Model Card: TinyLlama Math Reasoning Assistant(raw)

Model Description

This model is a fine-tuned version of TinyLlama/TinyLlama-1.1B-Chat-v1.0 specialized for solving mathematical problems with step-by-step reasoning. It uses a structured format with XML tags to separate reasoning steps from the final answer.

Model Details

  • Base Model: TinyLlama-1.1B-Chat-v1.0
  • Fine-tuning Method: LoRA (Low-Rank Adaptation)
  • Training Approach: Supervised Fine-Tuning followed by GRPO (Group Relative Policy Optimization)
  • Developed By: pierizvi
  • Model Type: Causal Language Model (decoder-only)
  • License: MIT
  • Repository: Pierizvi/infused-reasoning-tinyllama-math

Intended Use

This model is designed to:

  • Solve basic arithmetic problems
  • Handle word problems requiring multi-step reasoning
  • Show step-by-step calculation processes
  • Verify calculation correctness
  • Provide structured responses with reasoning and answers

The model is intended for educational purposes, homework assistance, and demonstrating mathematical reasoning processes.

Response Format

The model generates responses in a consistent format:

<reasoning>
Step-by-step solution process with calculations
</reasoning>
<answer>The final answer</answer>

This structured format makes it easy to distinguish between the reasoning process and the final answer.

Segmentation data
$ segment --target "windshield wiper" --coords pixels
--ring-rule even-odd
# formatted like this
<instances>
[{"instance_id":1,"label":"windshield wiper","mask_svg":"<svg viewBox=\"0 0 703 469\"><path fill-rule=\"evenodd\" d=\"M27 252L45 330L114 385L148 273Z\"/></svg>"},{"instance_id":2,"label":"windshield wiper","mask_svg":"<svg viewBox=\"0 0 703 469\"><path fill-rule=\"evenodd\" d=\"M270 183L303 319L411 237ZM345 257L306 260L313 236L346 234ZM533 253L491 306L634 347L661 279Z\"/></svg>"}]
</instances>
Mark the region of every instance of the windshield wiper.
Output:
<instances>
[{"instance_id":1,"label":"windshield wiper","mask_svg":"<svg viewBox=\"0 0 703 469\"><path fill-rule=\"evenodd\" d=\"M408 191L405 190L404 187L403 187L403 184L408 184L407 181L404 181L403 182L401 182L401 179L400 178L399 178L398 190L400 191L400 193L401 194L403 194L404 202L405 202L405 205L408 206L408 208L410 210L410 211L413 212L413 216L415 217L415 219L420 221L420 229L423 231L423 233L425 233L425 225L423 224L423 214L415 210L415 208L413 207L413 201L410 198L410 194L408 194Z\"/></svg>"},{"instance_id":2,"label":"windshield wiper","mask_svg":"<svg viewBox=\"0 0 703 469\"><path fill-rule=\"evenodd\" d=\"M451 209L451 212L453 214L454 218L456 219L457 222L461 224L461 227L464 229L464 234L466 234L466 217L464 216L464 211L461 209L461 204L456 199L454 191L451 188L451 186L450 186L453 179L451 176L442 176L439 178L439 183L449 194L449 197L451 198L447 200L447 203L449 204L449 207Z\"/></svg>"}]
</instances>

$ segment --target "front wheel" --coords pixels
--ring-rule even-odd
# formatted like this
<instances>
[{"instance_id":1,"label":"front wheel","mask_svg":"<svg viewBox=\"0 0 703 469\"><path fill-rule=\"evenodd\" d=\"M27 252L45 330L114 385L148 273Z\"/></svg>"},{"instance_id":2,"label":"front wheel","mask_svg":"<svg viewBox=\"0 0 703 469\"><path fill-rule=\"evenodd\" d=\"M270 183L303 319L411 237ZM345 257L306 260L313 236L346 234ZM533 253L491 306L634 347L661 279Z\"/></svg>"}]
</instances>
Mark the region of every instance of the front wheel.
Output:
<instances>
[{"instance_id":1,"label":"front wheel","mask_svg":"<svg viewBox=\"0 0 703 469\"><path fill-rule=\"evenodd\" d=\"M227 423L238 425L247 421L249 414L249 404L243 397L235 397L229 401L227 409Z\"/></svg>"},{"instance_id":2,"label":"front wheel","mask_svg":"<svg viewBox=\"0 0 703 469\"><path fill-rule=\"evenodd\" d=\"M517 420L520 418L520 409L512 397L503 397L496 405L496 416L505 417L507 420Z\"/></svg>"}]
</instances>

--

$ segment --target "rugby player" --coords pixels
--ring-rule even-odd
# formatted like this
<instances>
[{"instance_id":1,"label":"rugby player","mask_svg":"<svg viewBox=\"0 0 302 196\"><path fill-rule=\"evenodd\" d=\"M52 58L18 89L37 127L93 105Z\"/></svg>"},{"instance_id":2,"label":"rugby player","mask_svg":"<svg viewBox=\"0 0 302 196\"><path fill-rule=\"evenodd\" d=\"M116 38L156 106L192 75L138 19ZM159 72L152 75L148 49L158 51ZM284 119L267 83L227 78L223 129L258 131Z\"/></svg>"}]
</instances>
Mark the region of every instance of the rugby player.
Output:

==

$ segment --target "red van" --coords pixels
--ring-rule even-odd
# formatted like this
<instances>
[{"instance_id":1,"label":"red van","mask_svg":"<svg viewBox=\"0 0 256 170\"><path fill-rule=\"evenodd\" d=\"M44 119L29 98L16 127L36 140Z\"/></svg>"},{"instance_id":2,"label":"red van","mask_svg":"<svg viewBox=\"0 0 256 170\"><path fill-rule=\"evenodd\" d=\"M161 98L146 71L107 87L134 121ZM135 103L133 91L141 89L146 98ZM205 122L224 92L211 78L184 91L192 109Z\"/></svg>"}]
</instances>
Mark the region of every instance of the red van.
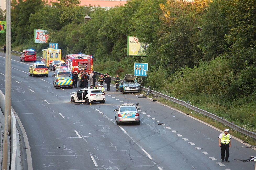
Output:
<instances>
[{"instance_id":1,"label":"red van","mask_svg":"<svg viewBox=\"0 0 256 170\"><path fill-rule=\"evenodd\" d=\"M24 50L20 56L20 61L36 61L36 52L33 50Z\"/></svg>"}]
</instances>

> _PROBLEM REQUIREMENTS_: Under what license does the TinyLlama math reasoning assistant page say the assistant is released?

> _OUTPUT FOR THIS TASK_: MIT